(MATERIAL TO PROCESS begins)
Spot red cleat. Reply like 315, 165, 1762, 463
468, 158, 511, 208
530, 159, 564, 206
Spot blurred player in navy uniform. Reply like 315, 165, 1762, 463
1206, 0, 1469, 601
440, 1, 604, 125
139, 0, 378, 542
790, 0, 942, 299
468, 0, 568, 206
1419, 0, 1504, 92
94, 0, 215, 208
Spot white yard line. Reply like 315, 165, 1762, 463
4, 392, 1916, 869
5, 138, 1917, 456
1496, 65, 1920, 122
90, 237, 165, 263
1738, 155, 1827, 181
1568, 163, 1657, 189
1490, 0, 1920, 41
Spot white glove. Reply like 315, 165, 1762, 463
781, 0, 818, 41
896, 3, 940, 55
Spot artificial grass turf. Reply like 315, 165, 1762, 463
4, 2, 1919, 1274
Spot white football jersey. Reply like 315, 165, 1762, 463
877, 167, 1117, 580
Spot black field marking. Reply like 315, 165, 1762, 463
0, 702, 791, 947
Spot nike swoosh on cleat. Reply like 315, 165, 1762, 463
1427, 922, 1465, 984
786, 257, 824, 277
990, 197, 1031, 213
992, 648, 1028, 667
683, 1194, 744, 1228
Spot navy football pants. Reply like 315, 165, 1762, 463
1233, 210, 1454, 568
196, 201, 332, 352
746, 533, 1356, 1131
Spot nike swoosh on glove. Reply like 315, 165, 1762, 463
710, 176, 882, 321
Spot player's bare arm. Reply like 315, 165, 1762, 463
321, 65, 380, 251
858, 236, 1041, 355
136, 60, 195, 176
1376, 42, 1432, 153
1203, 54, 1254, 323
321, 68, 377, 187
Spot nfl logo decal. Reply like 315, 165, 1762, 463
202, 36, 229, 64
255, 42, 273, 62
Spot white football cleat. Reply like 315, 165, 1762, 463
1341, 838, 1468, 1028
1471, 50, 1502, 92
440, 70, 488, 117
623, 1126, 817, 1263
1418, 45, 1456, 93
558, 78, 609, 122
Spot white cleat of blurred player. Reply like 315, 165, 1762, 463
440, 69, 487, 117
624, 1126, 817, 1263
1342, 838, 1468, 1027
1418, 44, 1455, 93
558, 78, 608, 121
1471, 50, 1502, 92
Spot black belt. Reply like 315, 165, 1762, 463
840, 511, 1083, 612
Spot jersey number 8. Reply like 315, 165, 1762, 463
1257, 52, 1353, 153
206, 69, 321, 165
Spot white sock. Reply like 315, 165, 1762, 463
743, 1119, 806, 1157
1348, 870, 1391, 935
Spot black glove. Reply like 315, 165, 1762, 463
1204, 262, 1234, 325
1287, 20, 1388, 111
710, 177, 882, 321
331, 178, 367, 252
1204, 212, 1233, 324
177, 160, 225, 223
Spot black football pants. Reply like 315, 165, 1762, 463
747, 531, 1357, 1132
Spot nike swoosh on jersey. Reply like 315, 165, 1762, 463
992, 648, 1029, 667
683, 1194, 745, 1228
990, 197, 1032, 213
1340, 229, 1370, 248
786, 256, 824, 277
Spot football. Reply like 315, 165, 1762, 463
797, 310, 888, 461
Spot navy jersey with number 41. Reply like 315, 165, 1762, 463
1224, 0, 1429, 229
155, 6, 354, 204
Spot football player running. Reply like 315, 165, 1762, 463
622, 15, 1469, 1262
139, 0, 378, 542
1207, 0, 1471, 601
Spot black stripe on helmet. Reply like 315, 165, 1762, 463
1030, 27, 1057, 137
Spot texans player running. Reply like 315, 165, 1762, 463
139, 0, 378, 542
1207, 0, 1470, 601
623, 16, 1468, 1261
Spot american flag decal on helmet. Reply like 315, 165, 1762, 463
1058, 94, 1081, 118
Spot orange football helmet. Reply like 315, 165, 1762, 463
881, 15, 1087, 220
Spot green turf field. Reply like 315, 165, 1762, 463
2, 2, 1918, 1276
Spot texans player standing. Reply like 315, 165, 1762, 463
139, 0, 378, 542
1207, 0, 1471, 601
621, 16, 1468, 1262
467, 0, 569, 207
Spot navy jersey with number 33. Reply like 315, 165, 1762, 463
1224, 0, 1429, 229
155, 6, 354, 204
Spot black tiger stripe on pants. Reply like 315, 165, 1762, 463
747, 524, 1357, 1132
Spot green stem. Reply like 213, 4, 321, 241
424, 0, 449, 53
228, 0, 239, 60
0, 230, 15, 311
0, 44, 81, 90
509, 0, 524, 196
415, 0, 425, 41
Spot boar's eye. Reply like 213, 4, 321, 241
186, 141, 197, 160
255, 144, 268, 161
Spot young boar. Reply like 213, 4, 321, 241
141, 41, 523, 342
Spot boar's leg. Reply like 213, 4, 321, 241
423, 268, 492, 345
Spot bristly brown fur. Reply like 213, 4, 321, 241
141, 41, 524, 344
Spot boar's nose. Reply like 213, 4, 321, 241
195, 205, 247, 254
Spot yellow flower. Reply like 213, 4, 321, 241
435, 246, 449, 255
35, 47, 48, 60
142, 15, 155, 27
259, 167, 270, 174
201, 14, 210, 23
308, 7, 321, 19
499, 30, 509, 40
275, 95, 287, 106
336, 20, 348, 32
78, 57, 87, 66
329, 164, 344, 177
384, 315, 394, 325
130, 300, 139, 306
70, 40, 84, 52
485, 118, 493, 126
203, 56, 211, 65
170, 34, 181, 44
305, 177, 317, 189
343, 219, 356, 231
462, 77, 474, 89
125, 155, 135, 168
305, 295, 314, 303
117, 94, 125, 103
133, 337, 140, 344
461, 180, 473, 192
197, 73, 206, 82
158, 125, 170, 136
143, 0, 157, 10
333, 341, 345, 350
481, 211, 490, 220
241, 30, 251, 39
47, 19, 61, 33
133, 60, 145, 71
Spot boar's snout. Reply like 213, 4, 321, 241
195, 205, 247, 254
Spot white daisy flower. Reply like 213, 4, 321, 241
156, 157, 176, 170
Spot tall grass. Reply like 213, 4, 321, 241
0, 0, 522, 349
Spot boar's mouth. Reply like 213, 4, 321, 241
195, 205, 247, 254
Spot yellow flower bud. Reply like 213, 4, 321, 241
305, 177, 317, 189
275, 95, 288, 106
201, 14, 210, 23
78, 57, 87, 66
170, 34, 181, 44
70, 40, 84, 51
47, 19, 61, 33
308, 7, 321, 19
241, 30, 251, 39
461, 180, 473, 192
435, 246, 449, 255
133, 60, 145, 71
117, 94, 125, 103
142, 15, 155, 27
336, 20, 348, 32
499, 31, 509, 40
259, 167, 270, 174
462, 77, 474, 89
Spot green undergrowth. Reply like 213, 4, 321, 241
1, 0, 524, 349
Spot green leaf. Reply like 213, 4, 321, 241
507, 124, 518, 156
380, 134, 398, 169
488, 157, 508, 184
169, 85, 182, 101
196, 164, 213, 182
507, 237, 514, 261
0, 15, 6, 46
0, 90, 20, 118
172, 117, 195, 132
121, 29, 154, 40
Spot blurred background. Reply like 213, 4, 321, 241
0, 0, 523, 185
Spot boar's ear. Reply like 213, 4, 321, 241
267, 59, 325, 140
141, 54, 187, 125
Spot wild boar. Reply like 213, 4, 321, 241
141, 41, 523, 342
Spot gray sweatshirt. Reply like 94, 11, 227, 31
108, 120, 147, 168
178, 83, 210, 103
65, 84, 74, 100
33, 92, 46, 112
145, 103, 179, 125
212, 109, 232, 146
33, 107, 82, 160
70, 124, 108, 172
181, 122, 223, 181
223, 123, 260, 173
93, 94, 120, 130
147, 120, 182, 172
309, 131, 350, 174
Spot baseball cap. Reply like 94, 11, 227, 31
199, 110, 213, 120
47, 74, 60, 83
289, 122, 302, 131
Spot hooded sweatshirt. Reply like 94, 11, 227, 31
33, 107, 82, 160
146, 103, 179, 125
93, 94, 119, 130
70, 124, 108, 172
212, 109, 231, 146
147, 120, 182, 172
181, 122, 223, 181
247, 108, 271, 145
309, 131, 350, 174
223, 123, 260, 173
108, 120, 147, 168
(MATERIAL TO PROCESS ends)
HOW TO COMPLETE THIS TASK → Print the lines from the one containing "Spot boar's mouth." through the end of the material, word for word, and nothing else.

TASK RESPONSE →
Spot boar's mouth. Reply like 213, 4, 321, 241
195, 205, 247, 254
Spot yellow flower bud. Reply like 213, 4, 321, 241
305, 177, 317, 189
275, 95, 288, 106
201, 14, 210, 23
78, 57, 87, 66
170, 34, 181, 44
70, 40, 84, 51
47, 19, 61, 33
308, 7, 321, 19
241, 30, 251, 39
461, 180, 473, 192
435, 246, 449, 255
133, 60, 145, 71
117, 94, 125, 103
142, 15, 155, 27
336, 20, 348, 32
499, 31, 509, 40
259, 167, 270, 174
462, 77, 474, 89
Spot green undergrowth. Reply like 213, 4, 321, 241
1, 0, 524, 349
Spot green leaf. Reply like 213, 4, 321, 241
507, 124, 518, 156
380, 134, 398, 169
488, 157, 508, 184
169, 85, 182, 101
196, 164, 213, 182
507, 237, 514, 261
0, 15, 6, 46
0, 90, 20, 118
172, 117, 195, 132
121, 29, 154, 40
Spot blurred background. Reply like 213, 4, 321, 241
0, 0, 523, 185
Spot boar's ear. Reply like 213, 4, 321, 241
267, 59, 325, 140
141, 54, 187, 125
Spot wild boar. Reply like 213, 4, 321, 241
141, 41, 523, 342
Spot gray sweatshirt. Reply like 94, 11, 227, 31
108, 120, 147, 168
178, 83, 210, 103
65, 84, 74, 100
33, 92, 46, 112
145, 103, 179, 125
212, 109, 232, 146
33, 107, 82, 160
70, 124, 108, 172
181, 122, 223, 181
223, 123, 260, 173
93, 94, 120, 130
147, 120, 182, 172
309, 131, 350, 174
Spot baseball cap. Reply like 94, 11, 227, 31
199, 110, 213, 120
47, 74, 60, 83
289, 122, 302, 131
Spot hooded sweatshirt. Reply like 94, 11, 227, 31
33, 107, 82, 160
146, 103, 179, 125
93, 94, 119, 130
70, 124, 108, 172
212, 109, 231, 146
147, 120, 182, 172
181, 122, 223, 181
247, 108, 271, 145
309, 131, 350, 174
223, 123, 260, 173
108, 120, 147, 168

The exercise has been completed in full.